* [WHAT YOU SHOULD DO]: Turn the items below into a numbered list, leaving out any blank lines.

===== RECORDS PROVIDED

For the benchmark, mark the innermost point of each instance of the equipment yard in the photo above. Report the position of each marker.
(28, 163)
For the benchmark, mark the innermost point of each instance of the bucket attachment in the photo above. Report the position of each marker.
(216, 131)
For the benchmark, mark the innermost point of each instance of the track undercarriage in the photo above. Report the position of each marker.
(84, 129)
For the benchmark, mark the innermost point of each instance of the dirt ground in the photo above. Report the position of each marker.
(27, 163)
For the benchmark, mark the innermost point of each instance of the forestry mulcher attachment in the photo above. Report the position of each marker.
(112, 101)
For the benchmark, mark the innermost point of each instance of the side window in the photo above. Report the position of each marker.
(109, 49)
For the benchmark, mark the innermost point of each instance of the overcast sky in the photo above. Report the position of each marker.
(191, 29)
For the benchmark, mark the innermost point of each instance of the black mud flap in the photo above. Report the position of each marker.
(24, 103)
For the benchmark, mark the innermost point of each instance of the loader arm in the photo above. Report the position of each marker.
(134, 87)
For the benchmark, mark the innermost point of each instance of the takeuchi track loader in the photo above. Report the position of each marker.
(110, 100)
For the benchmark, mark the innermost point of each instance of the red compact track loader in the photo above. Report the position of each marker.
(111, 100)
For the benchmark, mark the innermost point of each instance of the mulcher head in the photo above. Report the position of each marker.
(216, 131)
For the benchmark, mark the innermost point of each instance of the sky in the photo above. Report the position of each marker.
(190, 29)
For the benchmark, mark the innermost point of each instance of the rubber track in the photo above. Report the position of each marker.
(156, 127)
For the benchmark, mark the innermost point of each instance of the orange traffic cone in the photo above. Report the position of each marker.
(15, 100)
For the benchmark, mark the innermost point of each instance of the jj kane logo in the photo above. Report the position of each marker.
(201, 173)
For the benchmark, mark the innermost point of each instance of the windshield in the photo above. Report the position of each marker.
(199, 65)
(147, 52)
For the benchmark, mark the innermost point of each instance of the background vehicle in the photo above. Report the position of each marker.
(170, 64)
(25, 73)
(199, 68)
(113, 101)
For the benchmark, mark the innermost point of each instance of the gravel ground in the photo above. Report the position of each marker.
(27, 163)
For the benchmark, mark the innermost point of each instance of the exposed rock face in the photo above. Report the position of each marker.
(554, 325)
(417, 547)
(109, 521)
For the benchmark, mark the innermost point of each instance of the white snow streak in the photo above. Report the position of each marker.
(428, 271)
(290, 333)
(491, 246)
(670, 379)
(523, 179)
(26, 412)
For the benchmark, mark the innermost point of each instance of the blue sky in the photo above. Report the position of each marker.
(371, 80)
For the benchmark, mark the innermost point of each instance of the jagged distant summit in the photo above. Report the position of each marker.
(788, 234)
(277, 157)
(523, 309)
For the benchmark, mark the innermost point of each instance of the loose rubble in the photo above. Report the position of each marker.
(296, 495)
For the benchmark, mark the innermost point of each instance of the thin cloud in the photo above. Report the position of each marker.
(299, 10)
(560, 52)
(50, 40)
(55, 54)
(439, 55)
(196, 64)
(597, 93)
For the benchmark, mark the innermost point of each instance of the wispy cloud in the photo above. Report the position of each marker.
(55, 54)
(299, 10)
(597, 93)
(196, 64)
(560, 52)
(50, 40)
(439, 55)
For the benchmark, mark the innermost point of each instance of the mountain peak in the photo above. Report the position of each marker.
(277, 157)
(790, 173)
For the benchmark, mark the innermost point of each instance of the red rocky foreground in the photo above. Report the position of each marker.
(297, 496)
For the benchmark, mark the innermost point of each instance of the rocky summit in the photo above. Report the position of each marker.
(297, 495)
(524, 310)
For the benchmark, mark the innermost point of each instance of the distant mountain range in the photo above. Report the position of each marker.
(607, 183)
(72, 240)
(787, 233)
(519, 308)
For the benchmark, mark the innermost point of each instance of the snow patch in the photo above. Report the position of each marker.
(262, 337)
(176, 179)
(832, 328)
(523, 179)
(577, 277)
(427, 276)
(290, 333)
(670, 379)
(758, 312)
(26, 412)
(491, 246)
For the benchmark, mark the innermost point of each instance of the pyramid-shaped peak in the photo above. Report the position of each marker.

==========

* [WRITTEN SOLUTION]:
1. For the benchmark, mark the innermost point of each instance of the equipment yard in the photo above. Report the position of each marker.
2. (28, 163)
3. For the benchmark, mark the innermost point of each instance of the bucket attachment in the photo above. Report the position of each marker.
4. (216, 131)
5. For the benchmark, mark the innermost point of each instance of the track undercarriage in the photo above. Report the position of each marker.
6. (84, 129)
7. For the benchmark, mark the innermost point of each instance of the dirt ground in the photo above. Report the position of each marker.
8. (27, 163)
9. For the benchmark, mark the innermost point of each instance of the forestry mulcher attachment in the photo above. Report the position of each marker.
10. (112, 101)
11. For the benchmark, mark the innermost point of each instance of the side window in the photo above. Report the position of each marker.
12. (109, 49)
13. For the benchmark, mark the innermost point of each instance of the overcast sky in the photo above. Report the position of each marker.
14. (191, 29)
15. For the benchmark, mark the innermost point of each instance of the black mud flap in the photo above. Report the position of each marker.
16. (24, 103)
17. For the benchmark, mark the innermost point of each instance of the loader arm in the photo above. Report the position of each marker.
18. (134, 87)
19. For the benchmark, mark the innermost point of each instance of the takeuchi track loader in the photo above. Report the position of each marker.
20. (110, 100)
21. For the benchmark, mark the innermost point of each instance of the red compact track loader in the photo above. Report the position of each marker.
22. (111, 100)
23. For the benchmark, mark the innermost point of each instance of the mulcher head in the photo above. Report the position of each marker.
24. (216, 131)
25. For the benchmark, mark the innermost point of each instance of the sky in the photo above. Report the position of each marker.
26. (190, 29)
27. For the benchmark, mark the innermost point of each instance of the rubber track in the photo above. Report the position of each marker.
28. (156, 127)
29. For the benchmark, mark the innermost point of each instance of the orange traffic cone in the photo above. Report the position of each marker.
30. (15, 100)
31. For the benchmark, mark the innermost point of each instance of the jj kane logo in the photo above. Report the position of each marker.
32. (201, 173)
33. For the benchmark, mark the innermost point of each instance of the windshield in the photo above. Report the position of each marker.
34. (199, 65)
35. (147, 52)
36. For the benchmark, mark the innermost point of each instance of the background vehicle in the photo above. Report the position of each marker.
37. (170, 64)
38. (25, 73)
39. (199, 68)
40. (113, 101)
41. For the benchmark, mark the innermost point of each instance of the gravel ground in the photo above. Report the position of each marker.
42. (27, 163)
43. For the benchmark, mark the innermost point of each instance of the exposed rock face in the photo above. Report the position of each marker.
44. (554, 325)
45. (417, 547)
46. (109, 521)
47. For the benchmark, mark the innermost point of each instance of the white snow streak in the photo above. Report the position of each marker.
48. (428, 271)
49. (290, 333)
50. (491, 246)
51. (670, 379)
52. (523, 179)
53. (26, 412)
54. For the benchmark, mark the innermost point of each instance of the blue sky in the photo above. Report the position of each marker.
55. (371, 80)
56. For the benchmark, mark the innermost point of each instance of the jagged distant summit in the photo above. Report the position of each marker.
57. (788, 234)
58. (277, 157)
59. (523, 309)
60. For the benchmark, mark the innermost point of each instance of the loose rubble in the photo above. Report the position of each marker.
61. (296, 495)
62. For the benchmark, mark the innermost point of each instance of the thin cloud in the photo above. Report the position of each marker.
63. (299, 10)
64. (560, 52)
65. (50, 40)
66. (55, 54)
67. (439, 55)
68. (196, 64)
69. (597, 93)
70. For the benchmark, mark the innermost point of each instance of the wispy cloud in the photo above. Report the position of each marker.
71. (55, 54)
72. (299, 10)
73. (597, 93)
74. (196, 64)
75. (560, 52)
76. (50, 40)
77. (439, 55)
78. For the benchmark, mark the innermost point of each instance of the mountain peak in the photo above. Report the position of each marker.
79. (277, 157)
80. (790, 173)
81. For the benchmark, mark the innermost point of each instance of the red rocky foreground in the photo above. Report the position of each marker.
82. (297, 496)
83. For the benchmark, mark the innermost point of each instance of the rocky summit in the photo above. Report the position of each marker.
84. (297, 495)
85. (524, 310)
86. For the benchmark, mark the innermost point of each instance of the distant mountain range in the photo above. Report the position of each marker.
87. (607, 183)
88. (72, 240)
89. (787, 233)
90. (519, 308)
91. For the benchmark, mark the innermost point of each instance of the snow patch in the photo above. Report the position of each marker.
92. (262, 337)
93. (176, 179)
94. (832, 328)
95. (523, 179)
96. (577, 277)
97. (427, 276)
98. (290, 333)
99. (670, 379)
100. (758, 312)
101. (26, 412)
102. (491, 246)
103. For the benchmark, mark the innermost point of each instance of the pyramid-shaped peak in the photo above. Report the position of each marker.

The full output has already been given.